- _The request_
Extract each line of the material that follows exactly and omit its pictures.

- _Records to process_
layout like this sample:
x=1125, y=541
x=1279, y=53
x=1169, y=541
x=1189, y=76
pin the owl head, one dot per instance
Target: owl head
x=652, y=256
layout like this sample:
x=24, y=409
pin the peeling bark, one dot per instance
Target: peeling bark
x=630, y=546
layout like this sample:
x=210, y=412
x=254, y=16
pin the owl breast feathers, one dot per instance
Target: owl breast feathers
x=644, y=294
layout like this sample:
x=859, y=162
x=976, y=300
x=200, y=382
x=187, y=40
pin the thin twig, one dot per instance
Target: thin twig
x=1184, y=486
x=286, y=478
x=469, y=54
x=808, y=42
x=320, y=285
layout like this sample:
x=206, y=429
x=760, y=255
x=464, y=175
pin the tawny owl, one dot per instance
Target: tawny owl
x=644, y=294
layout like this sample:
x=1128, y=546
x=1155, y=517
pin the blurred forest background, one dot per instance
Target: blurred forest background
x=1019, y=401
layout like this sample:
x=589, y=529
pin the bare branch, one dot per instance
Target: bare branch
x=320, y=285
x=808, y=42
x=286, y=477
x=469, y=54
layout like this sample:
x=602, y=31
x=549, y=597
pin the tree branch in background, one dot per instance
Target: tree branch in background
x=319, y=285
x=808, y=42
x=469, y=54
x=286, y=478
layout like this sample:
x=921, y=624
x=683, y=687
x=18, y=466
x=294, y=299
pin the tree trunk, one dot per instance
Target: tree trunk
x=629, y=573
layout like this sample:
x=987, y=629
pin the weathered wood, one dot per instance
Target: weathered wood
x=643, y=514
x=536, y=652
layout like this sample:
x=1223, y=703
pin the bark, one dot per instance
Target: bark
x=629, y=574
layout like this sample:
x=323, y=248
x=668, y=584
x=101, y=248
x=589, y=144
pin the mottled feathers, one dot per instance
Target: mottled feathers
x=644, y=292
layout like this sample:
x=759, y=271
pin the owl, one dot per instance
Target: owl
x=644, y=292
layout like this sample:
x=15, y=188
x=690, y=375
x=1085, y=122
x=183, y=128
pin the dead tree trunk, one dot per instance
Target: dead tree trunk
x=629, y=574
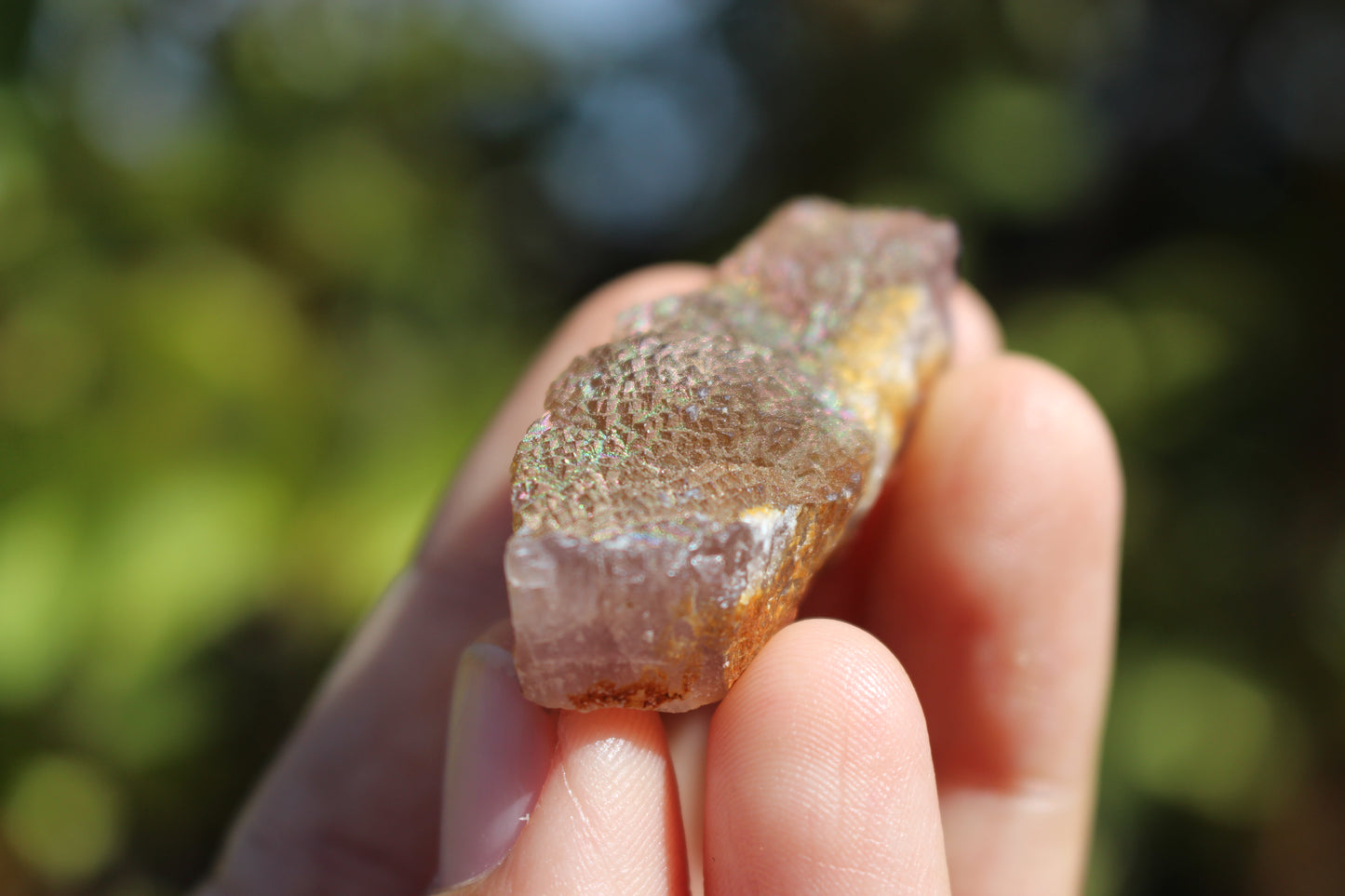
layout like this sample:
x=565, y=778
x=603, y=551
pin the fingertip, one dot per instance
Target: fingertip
x=1000, y=572
x=1029, y=427
x=819, y=771
x=607, y=820
x=975, y=329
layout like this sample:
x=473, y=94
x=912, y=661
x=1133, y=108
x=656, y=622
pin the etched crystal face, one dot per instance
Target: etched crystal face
x=689, y=478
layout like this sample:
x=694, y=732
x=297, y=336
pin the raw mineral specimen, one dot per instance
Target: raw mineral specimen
x=689, y=478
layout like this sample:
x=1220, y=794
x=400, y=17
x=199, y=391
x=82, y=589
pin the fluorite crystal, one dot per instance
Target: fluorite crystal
x=689, y=476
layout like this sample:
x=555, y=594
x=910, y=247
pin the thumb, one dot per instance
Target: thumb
x=540, y=802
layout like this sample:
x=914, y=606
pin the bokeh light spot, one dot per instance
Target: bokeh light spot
x=63, y=818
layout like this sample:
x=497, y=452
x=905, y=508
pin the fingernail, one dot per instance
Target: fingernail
x=499, y=751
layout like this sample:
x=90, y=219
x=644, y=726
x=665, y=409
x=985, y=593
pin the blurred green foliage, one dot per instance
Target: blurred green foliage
x=266, y=267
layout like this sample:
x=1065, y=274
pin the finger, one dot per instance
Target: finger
x=975, y=331
x=605, y=820
x=351, y=805
x=819, y=778
x=996, y=584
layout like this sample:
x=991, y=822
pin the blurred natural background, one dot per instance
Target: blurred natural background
x=266, y=267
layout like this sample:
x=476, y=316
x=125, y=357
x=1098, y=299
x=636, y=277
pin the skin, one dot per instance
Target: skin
x=934, y=732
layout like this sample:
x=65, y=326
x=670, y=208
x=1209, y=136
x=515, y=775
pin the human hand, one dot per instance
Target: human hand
x=989, y=568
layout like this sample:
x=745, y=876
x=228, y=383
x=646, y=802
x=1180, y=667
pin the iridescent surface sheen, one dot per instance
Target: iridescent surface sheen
x=689, y=478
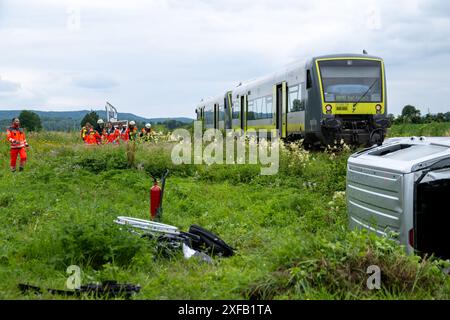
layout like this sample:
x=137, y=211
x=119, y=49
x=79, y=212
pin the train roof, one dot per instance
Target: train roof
x=346, y=55
x=244, y=85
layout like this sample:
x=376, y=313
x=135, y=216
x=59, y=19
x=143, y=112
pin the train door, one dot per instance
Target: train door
x=244, y=113
x=280, y=98
x=229, y=104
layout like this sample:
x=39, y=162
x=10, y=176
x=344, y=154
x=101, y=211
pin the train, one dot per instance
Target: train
x=323, y=100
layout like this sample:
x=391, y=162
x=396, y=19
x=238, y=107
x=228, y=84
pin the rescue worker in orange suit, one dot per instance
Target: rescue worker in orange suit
x=16, y=137
x=146, y=133
x=123, y=132
x=100, y=131
x=132, y=131
x=112, y=134
x=92, y=137
x=84, y=131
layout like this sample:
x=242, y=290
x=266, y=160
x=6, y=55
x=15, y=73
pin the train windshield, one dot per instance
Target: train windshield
x=351, y=80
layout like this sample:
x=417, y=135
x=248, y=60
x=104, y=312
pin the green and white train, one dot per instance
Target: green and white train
x=322, y=100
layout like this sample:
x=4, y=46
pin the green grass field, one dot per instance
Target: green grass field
x=290, y=230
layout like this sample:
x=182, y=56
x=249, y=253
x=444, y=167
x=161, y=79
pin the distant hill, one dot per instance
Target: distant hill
x=70, y=120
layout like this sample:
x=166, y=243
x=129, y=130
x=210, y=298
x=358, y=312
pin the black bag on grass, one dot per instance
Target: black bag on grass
x=210, y=242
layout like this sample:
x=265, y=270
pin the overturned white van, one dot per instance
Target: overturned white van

- _Written answer_
layout like this sample:
x=1125, y=541
x=1279, y=53
x=1169, y=541
x=1189, y=76
pin the owl head, one dot per instance
Target: owl head
x=652, y=256
layout like this sample:
x=24, y=409
pin the peeling bark, one dot per instance
Target: peeling bark
x=630, y=546
layout like this sample:
x=210, y=412
x=254, y=16
pin the owl breast feathers, one dot per instance
Target: owl breast feathers
x=644, y=294
layout like this sample:
x=859, y=162
x=976, y=300
x=200, y=382
x=187, y=40
pin the thin twig, one dot per instance
Target: thin twig
x=1184, y=486
x=286, y=478
x=469, y=54
x=808, y=42
x=320, y=285
layout like this sample:
x=206, y=429
x=760, y=255
x=464, y=175
pin the tawny owl, one dot per instance
Target: tawny owl
x=644, y=294
layout like this sample:
x=1128, y=546
x=1155, y=517
pin the blurred forest background, one dot per instance
Target: blurred forest background
x=1019, y=401
layout like this sample:
x=589, y=529
pin the bare branch, one dot per instance
Target: bare branch
x=320, y=285
x=808, y=42
x=286, y=477
x=469, y=54
layout like this sample:
x=602, y=31
x=549, y=597
pin the tree branch in background, one dot per instance
Target: tree branch in background
x=319, y=285
x=808, y=42
x=469, y=54
x=286, y=478
layout like this sample:
x=921, y=624
x=683, y=687
x=18, y=466
x=294, y=299
pin the tree trunk, one dot per instance
Target: tree trunk
x=629, y=573
layout like this sample:
x=987, y=629
pin the weathered wood, one dot per instance
Target: weathered wood
x=643, y=514
x=536, y=652
layout like this sample:
x=1223, y=703
pin the bark, one dot per instance
Target: bark
x=629, y=574
layout like this sample:
x=323, y=248
x=668, y=584
x=101, y=248
x=589, y=144
pin the mottled feathers, one dot per instance
Target: mottled feathers
x=644, y=292
layout like this sample:
x=759, y=271
pin the owl, one dot per instance
Target: owl
x=644, y=292
layout like this sample:
x=15, y=188
x=690, y=375
x=1085, y=122
x=183, y=128
pin the dead tree trunk, one dot per instance
Target: dead tree trunk
x=629, y=574
layout like this sample:
x=565, y=778
x=603, y=551
pin the fingertip, one dot per instance
Target: fingertip
x=1000, y=572
x=1029, y=427
x=819, y=771
x=607, y=820
x=975, y=329
layout like this sample:
x=473, y=94
x=912, y=661
x=1133, y=108
x=656, y=622
pin the etched crystal face, one dot per instance
Target: etched crystal face
x=689, y=478
layout like this sample:
x=694, y=732
x=297, y=336
pin the raw mineral specimen, one dot per instance
Target: raw mineral specimen
x=689, y=478
layout like this sample:
x=1220, y=794
x=400, y=17
x=199, y=391
x=82, y=589
pin the fluorite crystal, one dot per instance
Target: fluorite crystal
x=689, y=476
layout like this sample:
x=555, y=594
x=910, y=247
pin the thumb, one dot per instance
Target: thumb
x=540, y=802
layout like this sample:
x=914, y=606
pin the bokeh light spot, one dot per instance
Target: bokeh light spot
x=63, y=818
layout like this sample:
x=497, y=452
x=905, y=508
pin the fingernail, one dot per instance
Target: fingernail
x=499, y=751
layout like this sample:
x=90, y=219
x=644, y=726
x=665, y=409
x=985, y=593
pin the blurred green foliage, one dot per instance
Target: blurred green foliage
x=266, y=267
layout like this sample:
x=1065, y=274
pin the finger, one dot per instance
Target: finger
x=975, y=331
x=605, y=820
x=351, y=805
x=819, y=778
x=996, y=584
layout like this sample:
x=991, y=822
pin the blurred natural background, one dot per instance
Target: blurred natural background
x=266, y=267
layout like this sample:
x=476, y=316
x=125, y=357
x=1098, y=299
x=636, y=277
pin the skin, one dot per instance
Target: skin
x=934, y=732
layout like this sample:
x=65, y=326
x=670, y=208
x=1209, y=136
x=515, y=775
pin the human hand, one dot per instance
Target: human hand
x=989, y=568
layout like this sample:
x=745, y=876
x=228, y=383
x=646, y=802
x=1180, y=667
pin the iridescent surface sheen, one dot per instance
Target: iridescent surface sheen
x=689, y=478
layout like this sample:
x=137, y=211
x=119, y=49
x=79, y=212
pin the train roof, one dot per instance
Target: train roof
x=346, y=55
x=244, y=85
layout like this sample:
x=376, y=313
x=135, y=216
x=59, y=19
x=143, y=112
pin the train door, one dot per instance
Target: train door
x=244, y=113
x=280, y=98
x=229, y=104
layout like this sample:
x=39, y=162
x=10, y=176
x=344, y=154
x=101, y=211
pin the train, one dot per instance
Target: train
x=323, y=100
layout like this sample:
x=391, y=162
x=396, y=19
x=238, y=107
x=228, y=84
pin the rescue worker in orange suit, one dot per instance
Target: rescue worker in orange suit
x=16, y=137
x=146, y=133
x=123, y=132
x=100, y=131
x=132, y=131
x=112, y=134
x=92, y=137
x=84, y=131
layout like this sample:
x=242, y=290
x=266, y=160
x=6, y=55
x=15, y=73
pin the train windshield, one dot per instance
Target: train windshield
x=351, y=80
layout like this sample:
x=417, y=135
x=248, y=60
x=104, y=312
pin the green and white train, one dot per instance
Target: green and white train
x=322, y=100
layout like this sample:
x=4, y=46
pin the green grass field, one dot per instance
Target: green grass field
x=290, y=230
layout like this sample:
x=182, y=56
x=249, y=253
x=444, y=167
x=161, y=79
pin the distant hill, one dot per instance
Target: distant hill
x=70, y=120
layout like this sample:
x=166, y=243
x=129, y=130
x=210, y=298
x=358, y=312
pin the black bag on grass, one dot per instance
Target: black bag on grass
x=210, y=242
layout like this sample:
x=265, y=270
pin the overturned white van, one dot per instance
Target: overturned white van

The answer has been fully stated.